> Provided data:
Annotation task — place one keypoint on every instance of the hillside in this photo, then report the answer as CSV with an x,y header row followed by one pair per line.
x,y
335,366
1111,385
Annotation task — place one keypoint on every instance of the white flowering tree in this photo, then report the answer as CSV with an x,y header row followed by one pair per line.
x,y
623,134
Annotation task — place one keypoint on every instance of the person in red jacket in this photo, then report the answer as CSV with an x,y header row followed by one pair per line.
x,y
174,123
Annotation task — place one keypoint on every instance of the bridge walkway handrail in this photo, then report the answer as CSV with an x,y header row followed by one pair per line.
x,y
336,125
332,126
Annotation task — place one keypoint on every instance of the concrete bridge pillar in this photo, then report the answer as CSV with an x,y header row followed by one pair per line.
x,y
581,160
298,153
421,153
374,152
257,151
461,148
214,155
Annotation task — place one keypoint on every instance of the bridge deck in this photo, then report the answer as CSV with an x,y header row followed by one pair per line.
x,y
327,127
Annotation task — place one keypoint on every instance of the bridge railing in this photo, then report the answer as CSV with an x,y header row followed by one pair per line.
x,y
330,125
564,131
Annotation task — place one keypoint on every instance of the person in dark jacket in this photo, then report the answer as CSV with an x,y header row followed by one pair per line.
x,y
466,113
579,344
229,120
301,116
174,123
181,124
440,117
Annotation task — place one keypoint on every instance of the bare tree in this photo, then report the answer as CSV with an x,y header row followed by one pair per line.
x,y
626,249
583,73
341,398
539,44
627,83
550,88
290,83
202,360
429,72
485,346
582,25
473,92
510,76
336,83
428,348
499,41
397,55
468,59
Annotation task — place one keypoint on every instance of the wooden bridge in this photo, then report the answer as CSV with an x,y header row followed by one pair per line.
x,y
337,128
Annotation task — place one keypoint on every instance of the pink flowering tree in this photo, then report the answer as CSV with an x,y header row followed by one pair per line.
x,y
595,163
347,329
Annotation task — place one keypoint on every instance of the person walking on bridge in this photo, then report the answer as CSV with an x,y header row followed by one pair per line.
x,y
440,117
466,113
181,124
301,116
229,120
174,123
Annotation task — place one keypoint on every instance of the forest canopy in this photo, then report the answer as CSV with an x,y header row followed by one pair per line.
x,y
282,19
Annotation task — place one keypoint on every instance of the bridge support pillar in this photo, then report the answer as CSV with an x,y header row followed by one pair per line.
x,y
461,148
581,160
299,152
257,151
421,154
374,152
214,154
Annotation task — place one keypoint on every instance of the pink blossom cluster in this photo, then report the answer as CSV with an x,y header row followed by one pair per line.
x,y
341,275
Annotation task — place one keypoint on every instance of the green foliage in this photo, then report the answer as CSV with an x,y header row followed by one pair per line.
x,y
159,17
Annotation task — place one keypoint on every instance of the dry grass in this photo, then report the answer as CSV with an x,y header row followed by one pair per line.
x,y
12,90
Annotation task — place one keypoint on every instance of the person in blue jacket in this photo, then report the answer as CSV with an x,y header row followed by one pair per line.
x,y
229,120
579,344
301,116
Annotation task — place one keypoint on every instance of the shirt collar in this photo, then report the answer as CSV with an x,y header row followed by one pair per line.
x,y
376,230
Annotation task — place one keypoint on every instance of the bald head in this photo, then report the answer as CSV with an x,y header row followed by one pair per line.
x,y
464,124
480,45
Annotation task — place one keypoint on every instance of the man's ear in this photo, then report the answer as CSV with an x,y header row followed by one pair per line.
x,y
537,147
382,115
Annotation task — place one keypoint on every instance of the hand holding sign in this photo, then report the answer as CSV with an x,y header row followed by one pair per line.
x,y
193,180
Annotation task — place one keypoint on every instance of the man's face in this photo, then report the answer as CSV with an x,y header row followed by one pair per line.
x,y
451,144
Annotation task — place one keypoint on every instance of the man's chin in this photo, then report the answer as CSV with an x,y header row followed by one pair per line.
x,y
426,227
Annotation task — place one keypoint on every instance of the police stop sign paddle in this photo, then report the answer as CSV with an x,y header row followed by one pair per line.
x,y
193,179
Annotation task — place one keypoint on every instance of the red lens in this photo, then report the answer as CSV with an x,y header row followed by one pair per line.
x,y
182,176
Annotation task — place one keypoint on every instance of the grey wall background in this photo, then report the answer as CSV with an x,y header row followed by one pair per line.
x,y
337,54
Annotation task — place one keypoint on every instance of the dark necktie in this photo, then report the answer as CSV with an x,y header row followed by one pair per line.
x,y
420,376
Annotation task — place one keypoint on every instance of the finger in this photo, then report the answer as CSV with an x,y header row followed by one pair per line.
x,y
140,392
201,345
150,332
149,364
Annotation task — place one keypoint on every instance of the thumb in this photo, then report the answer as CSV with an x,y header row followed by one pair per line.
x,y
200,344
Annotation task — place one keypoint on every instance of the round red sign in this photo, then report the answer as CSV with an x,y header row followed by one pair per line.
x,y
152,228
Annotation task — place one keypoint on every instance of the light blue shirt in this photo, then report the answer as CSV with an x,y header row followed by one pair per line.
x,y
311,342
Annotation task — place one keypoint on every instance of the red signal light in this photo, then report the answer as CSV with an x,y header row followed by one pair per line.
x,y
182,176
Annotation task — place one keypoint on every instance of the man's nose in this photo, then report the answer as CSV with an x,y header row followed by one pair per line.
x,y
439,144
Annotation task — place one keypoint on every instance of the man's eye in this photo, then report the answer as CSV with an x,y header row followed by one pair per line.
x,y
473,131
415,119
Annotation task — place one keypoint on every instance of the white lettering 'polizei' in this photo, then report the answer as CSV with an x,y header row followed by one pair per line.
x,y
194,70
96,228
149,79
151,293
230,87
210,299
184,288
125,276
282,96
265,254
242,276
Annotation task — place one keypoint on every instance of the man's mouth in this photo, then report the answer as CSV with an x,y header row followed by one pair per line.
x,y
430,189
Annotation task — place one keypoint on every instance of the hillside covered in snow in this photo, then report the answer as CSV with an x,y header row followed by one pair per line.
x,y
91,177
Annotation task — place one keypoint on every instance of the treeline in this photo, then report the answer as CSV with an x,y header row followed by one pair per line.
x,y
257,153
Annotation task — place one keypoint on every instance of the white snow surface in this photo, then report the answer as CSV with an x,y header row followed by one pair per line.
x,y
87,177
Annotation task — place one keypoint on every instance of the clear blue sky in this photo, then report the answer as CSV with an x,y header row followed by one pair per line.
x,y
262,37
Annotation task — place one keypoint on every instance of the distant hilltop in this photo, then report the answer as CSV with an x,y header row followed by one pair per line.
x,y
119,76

> Brief:
Keep only the lines from the one containing "the red signal" to the end of the entries, and repeat them exactly.

> Exercise output:
Annotation task — place one keypoint on every instance of the red signal light in this photo, then report the answer as CSV with an x,y header row followed by one pair per line.
x,y
182,176
Annotation task — place one keypoint on every instance of the man's nose in this photo, then report the answer as CSV with an x,y header row followed by one pair per line.
x,y
439,144
Annotation task — place one keypoint on every instance of the man's eye in this photo, then report the answer as CSV with an x,y header row followed by one pair per line.
x,y
473,131
415,119
Annotation task — place one keypoint on every instance of the white lettering 'polizei' in this photo, then report the answer as CSV with an x,y header row followed by one pair per line.
x,y
194,70
96,228
149,79
151,293
230,87
210,299
184,288
125,276
282,96
265,254
242,276
Annotation task — place one keypoint on every instance of the man's mouth in this photo, then report the answer as CSV with an x,y header row followed by one pair per line.
x,y
430,189
Annotation task — place one keypoint on every instance of the hillside covered in snow in this photo, then report the answer as CSV with an x,y header row followed by one pair per line.
x,y
91,177
Annotation task — place one keypoint on every instance of the treeline in this photo, then report the answer as CSV with an x,y header row followed by one pair per line.
x,y
257,153
Annotation task — place one keypoint on every instance of the white snow surface in this photo, then report the answer as CSV with an x,y header row followed by one pair per line.
x,y
87,177
Annotation task — place one keypoint on every instance of the clear blue sky in this photo, then report the answer as CSV with an x,y header row followed by one pair per line.
x,y
262,37
Annotation task — place one keypoint on every instance of the distant hilltop in this photo, then report the answer as CSV with an x,y header row followed by one pair per line.
x,y
119,76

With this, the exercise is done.